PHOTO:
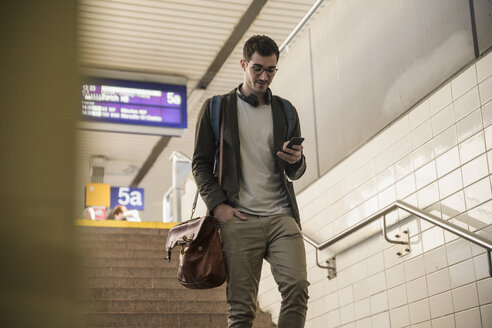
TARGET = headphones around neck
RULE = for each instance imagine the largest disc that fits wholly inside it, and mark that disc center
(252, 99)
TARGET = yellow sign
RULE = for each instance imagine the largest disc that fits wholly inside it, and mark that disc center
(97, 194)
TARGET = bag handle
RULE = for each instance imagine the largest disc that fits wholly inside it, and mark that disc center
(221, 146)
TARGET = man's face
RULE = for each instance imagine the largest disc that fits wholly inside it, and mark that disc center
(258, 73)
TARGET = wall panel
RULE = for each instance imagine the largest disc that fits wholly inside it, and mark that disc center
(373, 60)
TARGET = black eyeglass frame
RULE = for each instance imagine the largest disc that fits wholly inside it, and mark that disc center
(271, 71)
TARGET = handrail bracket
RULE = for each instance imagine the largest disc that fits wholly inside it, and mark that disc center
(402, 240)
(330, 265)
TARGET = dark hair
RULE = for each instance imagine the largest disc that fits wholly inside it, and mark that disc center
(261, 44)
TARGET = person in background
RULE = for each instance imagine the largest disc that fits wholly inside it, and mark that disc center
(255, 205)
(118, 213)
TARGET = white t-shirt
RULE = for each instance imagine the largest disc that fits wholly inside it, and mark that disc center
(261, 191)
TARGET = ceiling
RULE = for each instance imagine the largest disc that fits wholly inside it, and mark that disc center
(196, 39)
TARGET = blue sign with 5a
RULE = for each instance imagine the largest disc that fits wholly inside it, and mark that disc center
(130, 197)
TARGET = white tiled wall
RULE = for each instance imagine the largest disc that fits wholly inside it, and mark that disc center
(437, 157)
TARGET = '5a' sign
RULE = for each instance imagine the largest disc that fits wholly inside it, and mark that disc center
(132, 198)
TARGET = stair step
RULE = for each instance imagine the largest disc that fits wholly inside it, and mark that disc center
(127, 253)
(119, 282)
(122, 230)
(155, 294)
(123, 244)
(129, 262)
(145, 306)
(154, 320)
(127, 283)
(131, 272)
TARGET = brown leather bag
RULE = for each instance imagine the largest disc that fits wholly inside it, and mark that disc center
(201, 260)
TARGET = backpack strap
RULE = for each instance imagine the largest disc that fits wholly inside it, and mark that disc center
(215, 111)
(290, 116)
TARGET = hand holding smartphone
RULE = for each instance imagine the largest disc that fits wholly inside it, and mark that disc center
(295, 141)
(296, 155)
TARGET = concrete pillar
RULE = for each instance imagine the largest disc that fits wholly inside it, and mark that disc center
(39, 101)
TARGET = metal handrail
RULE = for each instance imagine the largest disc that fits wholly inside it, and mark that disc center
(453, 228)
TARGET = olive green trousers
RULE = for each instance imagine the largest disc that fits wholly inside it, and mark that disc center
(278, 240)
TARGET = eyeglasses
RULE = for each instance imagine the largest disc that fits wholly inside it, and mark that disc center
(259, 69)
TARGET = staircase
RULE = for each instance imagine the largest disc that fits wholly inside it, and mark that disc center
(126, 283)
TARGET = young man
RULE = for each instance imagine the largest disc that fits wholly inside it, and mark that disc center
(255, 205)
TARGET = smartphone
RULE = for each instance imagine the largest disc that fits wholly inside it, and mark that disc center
□ □ □ □
## [TO DO]
Rewrite every line of the rows above as a numbered list, skipping blank lines and omitting the pictures.

## [RESPONSE TO THE EXERCISE]
1. PHOTO:
2. TARGET = headphones around neck
3. RULE = for each instance imagine the largest disc that fits wholly inside it, and mark that disc center
4. (252, 99)
5. TARGET = yellow sign
6. RULE = for each instance imagine the largest disc that fits wholly inside it, and mark that disc center
7. (97, 194)
8. TARGET = bag handle
9. RULE = for each instance imagine the largest disc that fits wholly inside it, and mark that disc center
10. (221, 146)
11. TARGET = man's face
12. RULE = for each instance imagine the largest disc that fits wholly inside it, and mark that disc center
13. (258, 73)
14. TARGET = wall panel
15. RULE = for each instance imagine the largest disc that fits wholly inside it, and mark that disc center
16. (373, 60)
17. TARGET = black eyeglass frame
18. RULE = for each instance imagine the largest disc that fits wholly inside it, and mark that disc center
19. (271, 71)
20. TARGET = handrail bracket
21. RULE = for each instance imagine the largest disc that fits wholly inside it, and mark that disc center
22. (402, 240)
23. (330, 265)
24. TARGET = dark hair
25. RULE = for each instance imagine the largest disc that fits wholly inside it, and mark that disc center
26. (261, 44)
27. TARGET = person in background
28. RULE = for each instance imagine the largest disc that fits wholly inside it, and mark that disc center
29. (255, 205)
30. (118, 213)
31. TARGET = white t-shirt
32. RULE = for each instance imagine the largest disc that fits wholly inside it, and mark that disc center
33. (261, 191)
34. TARGET = ceiling
35. RULE = for each instance imagine the largest disc that fits wholly inside it, and mark that disc center
36. (196, 39)
37. TARGET = blue sign with 5a
38. RULE = for each instance imagine the largest disc that fits wholly inside it, and mark that disc center
39. (130, 197)
40. TARGET = white tiled wall
41. RULE = for each instance imagine the largest disc that fits wholly inside it, and mark that disc center
42. (437, 157)
43. TARGET = '5a' sign
44. RULE = for each instance imagine the largest disc that fits wholly inside it, and mark that disc center
45. (132, 198)
46. TARGET = stair step
47. RULE = for each instance imagine the largest disc that fits wholly inside it, and mark that disc center
48. (127, 253)
49. (119, 282)
50. (122, 230)
51. (155, 294)
52. (123, 244)
53. (129, 262)
54. (145, 306)
55. (154, 320)
56. (127, 283)
57. (131, 272)
58. TARGET = brown leather bag
59. RULE = for each instance imagine the largest disc that fits wholly inside it, and mark that disc center
60. (201, 260)
61. TARGET = backpack strap
62. RULE = for each instance imagine the largest disc that fits wholly inside it, and mark that disc center
63. (215, 111)
64. (290, 116)
65. TARGET = hand holding smartphone
66. RULE = for each instance imagine the largest disc that fits wholly inside it, and mark that disc center
67. (295, 141)
68. (296, 155)
69. TARGET = concrete pillar
70. RULE = for each instance imagine the largest disc that fits wholly inside it, and mark that disc center
71. (39, 101)
72. TARGET = metal handrail
73. RULE = for each instance imagine the largest disc that fits wholly inside it, and mark that disc center
74. (453, 228)
75. TARGET = olive green trousers
76. RULE = for each instance imagine the largest disc that fits wholly inside it, and mark that disc center
77. (278, 240)
78. TARGET = eyeglasses
79. RULE = for each instance imagine the largest disc that fits wholly inside it, and mark that disc center
80. (259, 69)
81. TARGET = staircase
82. RULE = for each instance imagine the largest disc that fits wholly inside it, and mark that disc center
83. (126, 283)
84. TARGET = young man
85. RULE = for each instance imagine the largest disc that fits wholly inside it, and mark that disc center
86. (255, 205)
87. TARGET = smartphone
88. RULE = for each instance imagine the largest disc that fits wholly inside it, and mark that disc center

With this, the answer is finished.